- Opening Delimiter -

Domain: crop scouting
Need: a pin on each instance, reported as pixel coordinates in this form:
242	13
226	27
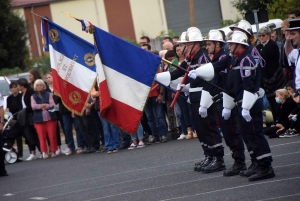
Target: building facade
129	19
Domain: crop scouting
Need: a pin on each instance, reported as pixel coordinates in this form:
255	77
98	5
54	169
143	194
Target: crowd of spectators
44	119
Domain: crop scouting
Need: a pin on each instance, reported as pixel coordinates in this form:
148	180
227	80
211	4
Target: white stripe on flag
81	77
126	89
99	69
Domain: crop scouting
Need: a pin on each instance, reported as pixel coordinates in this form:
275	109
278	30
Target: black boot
236	168
205	163
262	173
199	164
250	171
217	164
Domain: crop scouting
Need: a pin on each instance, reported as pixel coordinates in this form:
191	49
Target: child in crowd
140	135
287	105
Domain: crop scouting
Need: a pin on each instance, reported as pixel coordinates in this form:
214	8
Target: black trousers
252	132
88	128
231	134
207	130
271	131
2	164
145	124
185	109
274	106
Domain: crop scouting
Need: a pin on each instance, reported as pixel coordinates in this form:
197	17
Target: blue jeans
68	121
153	107
139	133
181	118
192	116
111	135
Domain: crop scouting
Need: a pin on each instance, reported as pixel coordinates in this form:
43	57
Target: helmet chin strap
214	48
234	49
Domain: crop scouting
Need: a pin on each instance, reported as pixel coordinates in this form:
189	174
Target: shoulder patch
247	73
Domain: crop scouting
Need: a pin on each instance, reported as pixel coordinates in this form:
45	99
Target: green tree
170	33
276	8
13	37
281	8
244	6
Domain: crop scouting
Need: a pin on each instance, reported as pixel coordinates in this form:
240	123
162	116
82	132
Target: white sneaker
132	146
66	150
58	152
182	137
141	144
31	157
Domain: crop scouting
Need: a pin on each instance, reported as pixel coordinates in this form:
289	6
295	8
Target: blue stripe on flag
126	58
70	45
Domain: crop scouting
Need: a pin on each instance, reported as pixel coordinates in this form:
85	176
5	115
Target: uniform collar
218	54
239	53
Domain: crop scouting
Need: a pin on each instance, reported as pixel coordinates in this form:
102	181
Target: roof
27	3
274	24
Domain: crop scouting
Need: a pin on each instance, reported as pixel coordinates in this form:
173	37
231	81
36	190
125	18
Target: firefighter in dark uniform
244	78
245	27
229	127
2	164
207	130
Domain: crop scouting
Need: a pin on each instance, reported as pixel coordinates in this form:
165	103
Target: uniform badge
89	59
186	37
75	97
247	73
54	36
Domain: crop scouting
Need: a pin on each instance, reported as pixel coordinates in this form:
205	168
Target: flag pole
39	16
221	89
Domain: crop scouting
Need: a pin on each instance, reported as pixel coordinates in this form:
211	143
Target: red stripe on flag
104	96
72	97
124	116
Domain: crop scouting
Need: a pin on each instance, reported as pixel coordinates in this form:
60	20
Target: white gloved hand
226	113
193	74
182	88
246	115
203	111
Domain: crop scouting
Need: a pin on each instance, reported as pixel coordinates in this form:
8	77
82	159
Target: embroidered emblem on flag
247	73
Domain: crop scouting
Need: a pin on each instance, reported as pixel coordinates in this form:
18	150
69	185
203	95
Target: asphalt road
156	172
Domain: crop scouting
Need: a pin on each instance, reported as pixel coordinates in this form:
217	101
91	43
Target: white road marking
38	198
236	187
131	171
180	183
274	198
9	194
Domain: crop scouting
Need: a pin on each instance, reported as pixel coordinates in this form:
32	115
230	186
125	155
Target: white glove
226	113
193	74
203	111
246	115
182	88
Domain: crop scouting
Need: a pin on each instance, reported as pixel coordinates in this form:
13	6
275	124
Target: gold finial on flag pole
39	16
68	14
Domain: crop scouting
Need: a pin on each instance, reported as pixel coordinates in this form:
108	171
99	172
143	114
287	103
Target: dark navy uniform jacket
242	74
219	77
200	58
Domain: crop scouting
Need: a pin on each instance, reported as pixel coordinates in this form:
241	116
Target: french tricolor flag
73	67
126	73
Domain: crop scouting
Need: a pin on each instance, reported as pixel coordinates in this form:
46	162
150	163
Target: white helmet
193	34
243	25
215	35
182	38
239	37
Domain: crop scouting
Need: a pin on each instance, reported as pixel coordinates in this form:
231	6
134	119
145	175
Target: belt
196	89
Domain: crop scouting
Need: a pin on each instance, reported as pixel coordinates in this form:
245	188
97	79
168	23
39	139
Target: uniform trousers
232	137
207	130
254	138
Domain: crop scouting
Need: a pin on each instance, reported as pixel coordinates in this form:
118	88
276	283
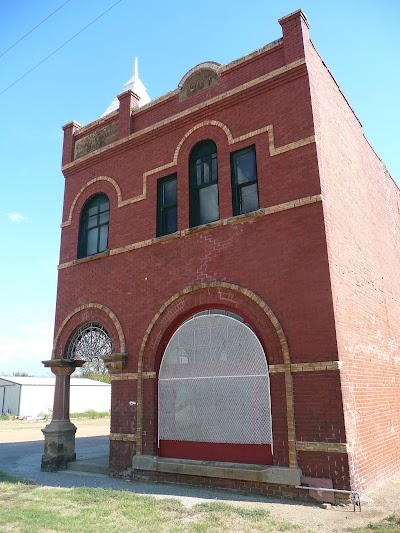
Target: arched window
89	343
214	397
93	229
203	175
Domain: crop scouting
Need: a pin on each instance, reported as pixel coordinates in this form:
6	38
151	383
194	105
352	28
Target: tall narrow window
244	181
203	173
166	206
93	229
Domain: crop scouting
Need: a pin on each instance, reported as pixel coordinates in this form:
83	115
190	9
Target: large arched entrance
214	395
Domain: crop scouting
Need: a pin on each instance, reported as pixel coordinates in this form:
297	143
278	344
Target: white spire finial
135	85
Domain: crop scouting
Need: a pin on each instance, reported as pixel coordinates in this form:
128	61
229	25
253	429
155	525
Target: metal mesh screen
214	384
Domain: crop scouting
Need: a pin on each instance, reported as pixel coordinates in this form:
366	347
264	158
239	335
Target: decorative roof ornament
136	86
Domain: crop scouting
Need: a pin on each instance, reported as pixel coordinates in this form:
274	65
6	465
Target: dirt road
23	431
377	504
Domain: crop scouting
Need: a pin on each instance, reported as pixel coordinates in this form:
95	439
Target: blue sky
359	41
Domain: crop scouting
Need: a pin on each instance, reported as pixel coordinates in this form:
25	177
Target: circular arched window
90	342
214	394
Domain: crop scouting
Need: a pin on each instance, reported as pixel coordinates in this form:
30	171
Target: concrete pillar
59	435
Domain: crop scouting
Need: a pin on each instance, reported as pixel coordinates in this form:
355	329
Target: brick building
231	249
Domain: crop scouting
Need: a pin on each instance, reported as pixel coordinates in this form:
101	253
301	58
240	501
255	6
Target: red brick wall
361	210
282	257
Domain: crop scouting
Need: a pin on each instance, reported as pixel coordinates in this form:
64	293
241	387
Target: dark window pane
208	204
103	238
166	206
103	218
206	170
246	167
198	172
171	220
91	247
93	231
214	168
92	211
203	175
104	206
92	222
249	198
170	192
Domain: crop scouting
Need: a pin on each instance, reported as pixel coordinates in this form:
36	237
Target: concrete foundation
59	445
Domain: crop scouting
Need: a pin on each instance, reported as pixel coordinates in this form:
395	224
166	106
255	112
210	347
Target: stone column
59	435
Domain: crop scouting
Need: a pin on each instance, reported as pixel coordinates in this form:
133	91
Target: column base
59	445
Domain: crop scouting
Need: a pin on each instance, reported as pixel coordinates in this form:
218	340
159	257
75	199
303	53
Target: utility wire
33	29
59	48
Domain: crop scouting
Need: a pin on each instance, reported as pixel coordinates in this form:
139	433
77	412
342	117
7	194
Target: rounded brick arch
234	298
101	184
91	312
208	129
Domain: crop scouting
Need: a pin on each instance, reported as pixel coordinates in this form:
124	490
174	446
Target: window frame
163	208
237	188
205	151
83	243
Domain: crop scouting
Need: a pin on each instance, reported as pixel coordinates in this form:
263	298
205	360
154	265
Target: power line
33	29
59	48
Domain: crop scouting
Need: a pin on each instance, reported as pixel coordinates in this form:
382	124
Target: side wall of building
362	215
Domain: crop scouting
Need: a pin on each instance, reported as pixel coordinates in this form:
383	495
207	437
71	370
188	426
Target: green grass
389	525
91	413
29	508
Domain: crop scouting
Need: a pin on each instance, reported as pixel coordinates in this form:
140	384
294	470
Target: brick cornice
250	88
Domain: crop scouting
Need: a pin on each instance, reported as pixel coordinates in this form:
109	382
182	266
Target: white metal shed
31	396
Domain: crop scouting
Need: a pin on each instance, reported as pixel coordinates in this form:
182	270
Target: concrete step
94	465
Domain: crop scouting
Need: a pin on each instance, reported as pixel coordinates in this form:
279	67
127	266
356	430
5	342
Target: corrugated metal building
31	396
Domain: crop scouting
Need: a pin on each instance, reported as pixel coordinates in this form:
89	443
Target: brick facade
305	271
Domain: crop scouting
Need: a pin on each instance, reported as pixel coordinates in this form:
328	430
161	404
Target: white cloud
16	217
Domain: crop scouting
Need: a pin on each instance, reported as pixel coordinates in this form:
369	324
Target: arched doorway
214	395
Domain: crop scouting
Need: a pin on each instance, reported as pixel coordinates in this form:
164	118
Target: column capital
115	361
63	367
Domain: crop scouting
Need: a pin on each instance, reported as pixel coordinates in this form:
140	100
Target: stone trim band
223	222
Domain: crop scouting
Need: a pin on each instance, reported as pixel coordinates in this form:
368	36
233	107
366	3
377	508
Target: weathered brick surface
362	221
308	278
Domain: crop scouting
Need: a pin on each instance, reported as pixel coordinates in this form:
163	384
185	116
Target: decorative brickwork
310	270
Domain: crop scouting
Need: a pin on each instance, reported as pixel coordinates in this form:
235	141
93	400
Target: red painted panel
211	451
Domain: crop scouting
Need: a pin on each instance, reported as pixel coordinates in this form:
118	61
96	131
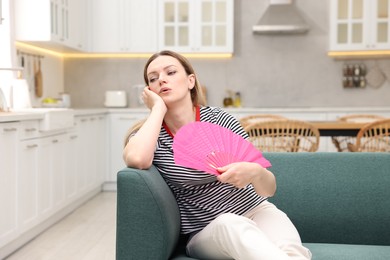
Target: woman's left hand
238	174
241	174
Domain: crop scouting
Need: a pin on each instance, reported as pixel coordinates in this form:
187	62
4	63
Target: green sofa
339	202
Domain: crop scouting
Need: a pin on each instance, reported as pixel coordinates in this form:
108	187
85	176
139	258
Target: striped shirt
200	197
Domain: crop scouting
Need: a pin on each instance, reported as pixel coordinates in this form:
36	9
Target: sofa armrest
148	220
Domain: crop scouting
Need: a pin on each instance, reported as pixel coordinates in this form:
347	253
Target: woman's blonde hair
197	95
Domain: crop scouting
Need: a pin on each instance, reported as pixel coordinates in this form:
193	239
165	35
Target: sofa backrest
335	197
148	220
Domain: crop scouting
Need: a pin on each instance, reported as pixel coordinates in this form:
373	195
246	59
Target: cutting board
38	79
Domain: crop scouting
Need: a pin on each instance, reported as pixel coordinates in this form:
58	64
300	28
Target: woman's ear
192	81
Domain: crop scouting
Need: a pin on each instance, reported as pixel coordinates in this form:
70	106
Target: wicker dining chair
346	143
373	137
284	136
244	121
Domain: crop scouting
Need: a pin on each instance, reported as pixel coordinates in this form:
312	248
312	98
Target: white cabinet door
119	123
78	24
124	26
196	26
28	214
57	169
71	166
8	185
92	151
50	23
359	25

- Closing Delimiter -

■ **Exercise aim**
Output exactly the lines above, from the one holding "Target: woman's left hand" through the end of the data, including the first and last.

■ **Task answer**
Target: woman's left hand
238	174
241	174
Domain: crop scouting
Need: a pin on each instance, reported as pixel coordinates in this form:
187	62
4	63
Target: green sofa
339	202
Domain: crop scouting
Need: a pin on each instance, reported as pixel coordinates in this form:
108	187
85	176
139	258
Target: striped shirt
200	197
Domain: crop scouting
Need: a pin on each instance, reported as pixel coordinates in this form:
36	9
Target: sofa armrest
148	220
Domain: crop scouting
Need: a pin on each instance, reported as pixel coordinates in this form:
347	253
Target: woman's blonde hair
197	95
Domain: crop scouting
Need: a pin on each instance, reported as pixel coordinates in this form:
193	239
165	35
Target: sofa backrest
335	197
148	220
Domain: crop scouting
Need: a pin on each instance, reported as pixel coordinates in this form:
373	195
246	59
Target: cutting board
38	79
Domain: crop scouting
Need: a pin on each instance, reported as pixel coordinates in this form:
58	64
300	28
Target: woman's ear
192	81
Domain: crop scouting
Need: a pin on each instance, reported as pixel coordinates in this form:
70	106
Target: wicker dining chair
346	143
373	137
284	136
244	121
Domain: crop scouting
Need: a pin on each instance, reported as pixel coordinates in this form:
312	248
312	98
Target: white cabinet door
119	123
78	24
124	26
196	26
28	214
57	169
71	166
8	185
92	151
50	23
359	25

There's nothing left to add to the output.